[Records of labeled points]
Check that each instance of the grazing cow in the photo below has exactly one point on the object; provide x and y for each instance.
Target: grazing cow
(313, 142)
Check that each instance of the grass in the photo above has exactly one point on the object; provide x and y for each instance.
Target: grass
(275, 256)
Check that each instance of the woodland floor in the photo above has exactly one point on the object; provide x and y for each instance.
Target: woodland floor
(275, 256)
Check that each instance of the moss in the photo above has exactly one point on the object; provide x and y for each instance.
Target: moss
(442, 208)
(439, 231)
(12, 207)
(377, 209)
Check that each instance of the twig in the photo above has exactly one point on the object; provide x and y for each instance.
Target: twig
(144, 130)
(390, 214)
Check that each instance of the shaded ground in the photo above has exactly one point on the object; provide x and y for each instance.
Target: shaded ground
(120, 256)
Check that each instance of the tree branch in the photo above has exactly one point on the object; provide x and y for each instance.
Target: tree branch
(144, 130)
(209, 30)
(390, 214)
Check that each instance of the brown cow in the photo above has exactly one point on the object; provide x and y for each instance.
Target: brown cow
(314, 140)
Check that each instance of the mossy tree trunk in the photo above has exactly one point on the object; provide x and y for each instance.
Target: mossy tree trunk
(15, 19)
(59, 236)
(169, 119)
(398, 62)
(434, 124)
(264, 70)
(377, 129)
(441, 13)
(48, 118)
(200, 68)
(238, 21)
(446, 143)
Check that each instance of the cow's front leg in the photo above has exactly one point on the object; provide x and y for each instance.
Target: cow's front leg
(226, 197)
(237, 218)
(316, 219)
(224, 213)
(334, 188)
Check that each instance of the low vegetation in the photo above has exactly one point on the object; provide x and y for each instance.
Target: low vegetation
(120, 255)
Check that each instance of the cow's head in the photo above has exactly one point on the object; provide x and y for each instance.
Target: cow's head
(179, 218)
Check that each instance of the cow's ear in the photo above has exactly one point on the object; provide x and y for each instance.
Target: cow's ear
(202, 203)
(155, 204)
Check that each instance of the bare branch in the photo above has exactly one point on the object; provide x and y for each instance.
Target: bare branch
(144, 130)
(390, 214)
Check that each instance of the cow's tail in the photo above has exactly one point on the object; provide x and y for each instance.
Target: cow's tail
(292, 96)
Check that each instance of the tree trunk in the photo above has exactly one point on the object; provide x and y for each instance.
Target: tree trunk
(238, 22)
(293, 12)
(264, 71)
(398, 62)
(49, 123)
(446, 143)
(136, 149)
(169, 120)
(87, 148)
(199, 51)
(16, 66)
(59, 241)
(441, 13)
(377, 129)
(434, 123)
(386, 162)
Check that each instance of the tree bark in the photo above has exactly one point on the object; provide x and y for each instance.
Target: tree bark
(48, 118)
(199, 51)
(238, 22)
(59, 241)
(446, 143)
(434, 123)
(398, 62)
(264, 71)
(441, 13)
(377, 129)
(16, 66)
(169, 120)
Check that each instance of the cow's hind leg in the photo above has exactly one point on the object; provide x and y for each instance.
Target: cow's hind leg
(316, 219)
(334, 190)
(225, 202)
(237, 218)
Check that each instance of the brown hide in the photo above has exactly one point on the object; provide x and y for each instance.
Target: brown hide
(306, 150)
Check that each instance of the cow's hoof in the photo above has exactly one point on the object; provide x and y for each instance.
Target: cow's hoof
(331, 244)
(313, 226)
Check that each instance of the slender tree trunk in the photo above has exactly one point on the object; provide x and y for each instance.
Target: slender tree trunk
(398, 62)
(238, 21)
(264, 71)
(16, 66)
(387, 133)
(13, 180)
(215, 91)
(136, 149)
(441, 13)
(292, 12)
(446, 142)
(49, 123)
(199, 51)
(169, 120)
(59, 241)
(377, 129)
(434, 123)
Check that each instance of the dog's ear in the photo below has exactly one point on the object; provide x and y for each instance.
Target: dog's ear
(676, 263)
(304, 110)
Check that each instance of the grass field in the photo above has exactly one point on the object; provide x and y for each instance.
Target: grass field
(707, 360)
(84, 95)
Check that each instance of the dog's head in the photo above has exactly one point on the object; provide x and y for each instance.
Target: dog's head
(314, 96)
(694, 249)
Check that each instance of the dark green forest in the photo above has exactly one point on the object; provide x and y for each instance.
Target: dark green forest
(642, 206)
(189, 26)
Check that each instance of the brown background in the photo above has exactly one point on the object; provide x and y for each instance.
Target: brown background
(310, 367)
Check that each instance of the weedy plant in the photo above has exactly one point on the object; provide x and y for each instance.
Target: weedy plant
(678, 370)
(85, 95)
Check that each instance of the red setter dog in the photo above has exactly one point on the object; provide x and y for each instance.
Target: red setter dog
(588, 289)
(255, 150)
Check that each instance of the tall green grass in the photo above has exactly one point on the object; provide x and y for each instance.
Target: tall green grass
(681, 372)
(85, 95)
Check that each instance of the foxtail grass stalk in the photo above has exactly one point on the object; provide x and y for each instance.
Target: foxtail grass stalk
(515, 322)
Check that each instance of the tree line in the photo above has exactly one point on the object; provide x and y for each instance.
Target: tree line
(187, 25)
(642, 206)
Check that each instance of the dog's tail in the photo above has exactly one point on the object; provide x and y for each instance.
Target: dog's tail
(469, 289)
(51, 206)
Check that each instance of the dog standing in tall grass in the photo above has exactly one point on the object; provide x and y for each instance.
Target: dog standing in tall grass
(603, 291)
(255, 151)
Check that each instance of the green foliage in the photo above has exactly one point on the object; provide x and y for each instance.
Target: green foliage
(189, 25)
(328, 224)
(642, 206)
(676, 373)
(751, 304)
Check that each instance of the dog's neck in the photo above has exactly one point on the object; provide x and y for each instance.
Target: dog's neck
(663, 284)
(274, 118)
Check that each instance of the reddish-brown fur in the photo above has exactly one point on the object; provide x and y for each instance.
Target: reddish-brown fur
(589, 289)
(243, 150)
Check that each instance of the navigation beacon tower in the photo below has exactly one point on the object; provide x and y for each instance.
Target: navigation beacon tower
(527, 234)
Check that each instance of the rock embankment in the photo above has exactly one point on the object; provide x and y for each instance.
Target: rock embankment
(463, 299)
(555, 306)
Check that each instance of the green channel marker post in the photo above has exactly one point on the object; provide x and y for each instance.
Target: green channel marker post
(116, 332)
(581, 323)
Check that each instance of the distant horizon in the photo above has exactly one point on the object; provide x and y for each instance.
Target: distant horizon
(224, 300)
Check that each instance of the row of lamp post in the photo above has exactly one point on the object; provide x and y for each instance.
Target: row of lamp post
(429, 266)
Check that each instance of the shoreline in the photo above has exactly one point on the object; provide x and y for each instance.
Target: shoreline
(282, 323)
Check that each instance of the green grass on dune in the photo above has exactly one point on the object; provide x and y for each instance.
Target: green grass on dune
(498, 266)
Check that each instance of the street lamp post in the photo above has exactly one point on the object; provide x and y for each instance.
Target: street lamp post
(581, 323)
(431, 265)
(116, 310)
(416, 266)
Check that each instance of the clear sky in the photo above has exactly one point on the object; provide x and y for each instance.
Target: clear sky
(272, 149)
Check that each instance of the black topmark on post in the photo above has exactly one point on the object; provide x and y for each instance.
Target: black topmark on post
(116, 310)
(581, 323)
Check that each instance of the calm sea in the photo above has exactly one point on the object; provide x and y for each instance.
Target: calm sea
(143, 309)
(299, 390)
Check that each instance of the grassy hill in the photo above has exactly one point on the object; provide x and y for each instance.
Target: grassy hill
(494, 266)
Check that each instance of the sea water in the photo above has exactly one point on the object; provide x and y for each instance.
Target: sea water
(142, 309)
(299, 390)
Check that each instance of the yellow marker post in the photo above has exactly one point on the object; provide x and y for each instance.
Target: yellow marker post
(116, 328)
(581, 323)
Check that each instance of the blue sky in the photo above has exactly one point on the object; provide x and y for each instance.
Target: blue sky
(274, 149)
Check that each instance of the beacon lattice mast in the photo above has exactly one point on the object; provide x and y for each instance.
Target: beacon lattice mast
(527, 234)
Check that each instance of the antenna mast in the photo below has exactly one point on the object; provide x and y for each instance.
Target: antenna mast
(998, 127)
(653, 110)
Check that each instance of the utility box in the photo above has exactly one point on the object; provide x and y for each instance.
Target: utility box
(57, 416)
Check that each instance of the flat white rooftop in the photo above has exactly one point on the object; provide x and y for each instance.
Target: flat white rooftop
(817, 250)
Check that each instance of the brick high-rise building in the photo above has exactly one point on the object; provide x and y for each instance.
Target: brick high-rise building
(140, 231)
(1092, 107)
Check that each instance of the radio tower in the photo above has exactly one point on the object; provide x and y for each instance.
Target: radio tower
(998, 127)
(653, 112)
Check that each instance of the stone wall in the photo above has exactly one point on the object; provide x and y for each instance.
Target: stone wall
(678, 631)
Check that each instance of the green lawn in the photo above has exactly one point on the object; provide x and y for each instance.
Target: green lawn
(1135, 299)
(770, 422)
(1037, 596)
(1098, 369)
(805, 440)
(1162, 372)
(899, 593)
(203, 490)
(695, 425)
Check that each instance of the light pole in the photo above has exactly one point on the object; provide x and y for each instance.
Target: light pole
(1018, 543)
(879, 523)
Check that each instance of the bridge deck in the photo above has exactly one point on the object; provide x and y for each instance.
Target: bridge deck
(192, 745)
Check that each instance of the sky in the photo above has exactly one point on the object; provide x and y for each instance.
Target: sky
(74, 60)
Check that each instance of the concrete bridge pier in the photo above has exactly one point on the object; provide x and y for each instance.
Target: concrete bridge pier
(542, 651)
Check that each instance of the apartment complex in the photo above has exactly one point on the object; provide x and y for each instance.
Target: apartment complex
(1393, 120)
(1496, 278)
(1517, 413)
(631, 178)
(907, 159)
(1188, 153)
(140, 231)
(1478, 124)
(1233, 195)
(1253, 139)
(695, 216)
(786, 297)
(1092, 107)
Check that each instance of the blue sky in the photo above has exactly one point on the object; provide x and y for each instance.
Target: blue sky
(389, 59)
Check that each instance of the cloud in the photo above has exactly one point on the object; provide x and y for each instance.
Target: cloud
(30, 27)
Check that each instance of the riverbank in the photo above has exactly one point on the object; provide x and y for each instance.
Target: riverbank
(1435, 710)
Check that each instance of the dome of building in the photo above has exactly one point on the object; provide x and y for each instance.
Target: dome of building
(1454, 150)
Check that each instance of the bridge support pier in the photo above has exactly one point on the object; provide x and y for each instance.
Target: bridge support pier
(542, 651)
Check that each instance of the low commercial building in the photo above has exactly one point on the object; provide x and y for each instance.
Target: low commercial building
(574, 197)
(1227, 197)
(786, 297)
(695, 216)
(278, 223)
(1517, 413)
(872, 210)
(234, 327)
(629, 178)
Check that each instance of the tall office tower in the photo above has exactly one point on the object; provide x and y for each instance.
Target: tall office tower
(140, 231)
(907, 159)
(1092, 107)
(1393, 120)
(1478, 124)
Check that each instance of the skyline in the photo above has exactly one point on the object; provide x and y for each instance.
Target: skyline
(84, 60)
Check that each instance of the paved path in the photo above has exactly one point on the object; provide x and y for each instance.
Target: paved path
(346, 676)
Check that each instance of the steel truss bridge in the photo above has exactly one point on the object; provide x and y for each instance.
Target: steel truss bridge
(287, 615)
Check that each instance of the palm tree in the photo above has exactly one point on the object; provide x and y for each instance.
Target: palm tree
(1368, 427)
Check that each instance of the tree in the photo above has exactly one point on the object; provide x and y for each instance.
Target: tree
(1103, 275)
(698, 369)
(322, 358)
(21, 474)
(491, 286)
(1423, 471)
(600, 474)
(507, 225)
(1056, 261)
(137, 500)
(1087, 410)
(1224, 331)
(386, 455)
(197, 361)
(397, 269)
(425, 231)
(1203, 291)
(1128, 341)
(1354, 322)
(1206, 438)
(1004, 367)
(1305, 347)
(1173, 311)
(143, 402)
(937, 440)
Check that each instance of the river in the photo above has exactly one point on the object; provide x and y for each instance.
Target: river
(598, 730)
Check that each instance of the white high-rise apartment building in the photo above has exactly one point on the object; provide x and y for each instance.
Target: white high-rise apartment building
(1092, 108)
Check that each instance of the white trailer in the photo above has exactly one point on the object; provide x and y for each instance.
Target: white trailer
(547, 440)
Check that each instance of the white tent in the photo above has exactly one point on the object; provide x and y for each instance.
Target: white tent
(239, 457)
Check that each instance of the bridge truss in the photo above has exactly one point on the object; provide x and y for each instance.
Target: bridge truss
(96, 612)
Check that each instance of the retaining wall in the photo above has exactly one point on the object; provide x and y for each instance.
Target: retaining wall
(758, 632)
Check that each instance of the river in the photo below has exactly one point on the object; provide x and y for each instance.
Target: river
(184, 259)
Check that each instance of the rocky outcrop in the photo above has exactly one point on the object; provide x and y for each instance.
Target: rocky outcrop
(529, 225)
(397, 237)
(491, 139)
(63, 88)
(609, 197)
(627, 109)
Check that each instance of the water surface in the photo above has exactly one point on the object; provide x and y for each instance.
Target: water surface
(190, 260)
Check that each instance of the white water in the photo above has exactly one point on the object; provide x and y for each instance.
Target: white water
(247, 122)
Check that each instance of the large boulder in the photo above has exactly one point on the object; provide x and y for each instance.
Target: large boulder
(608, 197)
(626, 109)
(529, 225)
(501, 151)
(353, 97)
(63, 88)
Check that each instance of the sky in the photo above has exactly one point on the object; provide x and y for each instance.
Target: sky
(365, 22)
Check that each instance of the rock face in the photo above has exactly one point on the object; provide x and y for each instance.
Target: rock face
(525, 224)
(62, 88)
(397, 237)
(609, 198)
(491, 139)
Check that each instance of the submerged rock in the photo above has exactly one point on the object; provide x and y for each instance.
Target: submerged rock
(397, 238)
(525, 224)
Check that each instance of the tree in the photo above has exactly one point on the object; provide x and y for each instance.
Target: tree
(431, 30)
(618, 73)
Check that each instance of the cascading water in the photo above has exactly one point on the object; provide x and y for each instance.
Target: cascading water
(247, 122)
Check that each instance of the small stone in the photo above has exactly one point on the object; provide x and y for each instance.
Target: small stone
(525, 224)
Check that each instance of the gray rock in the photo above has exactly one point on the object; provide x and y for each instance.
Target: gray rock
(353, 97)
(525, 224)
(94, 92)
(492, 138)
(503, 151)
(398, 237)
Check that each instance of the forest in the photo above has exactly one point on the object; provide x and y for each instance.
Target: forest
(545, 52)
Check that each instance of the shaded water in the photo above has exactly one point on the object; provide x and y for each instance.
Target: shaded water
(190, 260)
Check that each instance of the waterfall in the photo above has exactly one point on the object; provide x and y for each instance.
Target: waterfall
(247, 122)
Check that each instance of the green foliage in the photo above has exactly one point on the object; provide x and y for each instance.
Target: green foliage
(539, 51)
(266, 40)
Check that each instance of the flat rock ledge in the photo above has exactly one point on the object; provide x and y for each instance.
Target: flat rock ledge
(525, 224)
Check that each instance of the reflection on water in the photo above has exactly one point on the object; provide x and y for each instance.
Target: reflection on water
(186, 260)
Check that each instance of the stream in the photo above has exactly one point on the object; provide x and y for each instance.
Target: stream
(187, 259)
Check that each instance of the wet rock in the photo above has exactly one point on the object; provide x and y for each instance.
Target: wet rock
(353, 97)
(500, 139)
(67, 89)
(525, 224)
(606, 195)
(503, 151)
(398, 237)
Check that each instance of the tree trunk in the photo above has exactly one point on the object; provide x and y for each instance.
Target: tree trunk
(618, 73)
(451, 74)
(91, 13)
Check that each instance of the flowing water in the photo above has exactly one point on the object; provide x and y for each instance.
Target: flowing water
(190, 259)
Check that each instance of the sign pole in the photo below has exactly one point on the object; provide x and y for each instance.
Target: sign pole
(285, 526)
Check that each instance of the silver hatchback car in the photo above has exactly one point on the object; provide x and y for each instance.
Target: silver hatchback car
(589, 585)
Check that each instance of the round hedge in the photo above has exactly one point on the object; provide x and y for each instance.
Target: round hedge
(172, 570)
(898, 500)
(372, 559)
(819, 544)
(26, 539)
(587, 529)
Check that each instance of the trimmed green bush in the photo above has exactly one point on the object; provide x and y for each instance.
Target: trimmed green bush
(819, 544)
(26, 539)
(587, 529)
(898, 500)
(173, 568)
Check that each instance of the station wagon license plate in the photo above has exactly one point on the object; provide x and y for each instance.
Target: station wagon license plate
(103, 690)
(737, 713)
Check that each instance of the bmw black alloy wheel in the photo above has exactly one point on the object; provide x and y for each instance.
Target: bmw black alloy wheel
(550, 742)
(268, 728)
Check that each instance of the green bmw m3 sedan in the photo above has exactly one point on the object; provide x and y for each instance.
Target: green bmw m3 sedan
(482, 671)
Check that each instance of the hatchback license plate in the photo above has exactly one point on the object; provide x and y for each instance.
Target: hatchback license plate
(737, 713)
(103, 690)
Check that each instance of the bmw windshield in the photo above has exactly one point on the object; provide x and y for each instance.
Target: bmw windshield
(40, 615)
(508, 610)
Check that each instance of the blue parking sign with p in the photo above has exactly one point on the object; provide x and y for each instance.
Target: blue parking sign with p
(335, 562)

* **What this task involves**: Repeat exactly, and only, the lines from the one containing "Check that each instance of the green bmw" through the end of the material.

* **Response for this exercise**:
Check that each instance of the green bmw m3 sedan in the photo above has exactly one point on the object; provide x and y for each instance.
Target: green bmw m3 sedan
(482, 671)
Check that each instance of the hatchback license plate in the photo above has exactly one point on the object; provide x and y for each instance.
Target: hatchback license plate
(737, 713)
(103, 690)
Check that each instance of the bmw windshield in the photo above has exactly one point on the object; provide x and y for each instance.
Target: bmw windshield
(40, 615)
(508, 610)
Check that each instance of the blue parking sign with p in the photo above has exactly one point on the object; provide x and y for each instance.
Target: blue parking sign with p
(335, 562)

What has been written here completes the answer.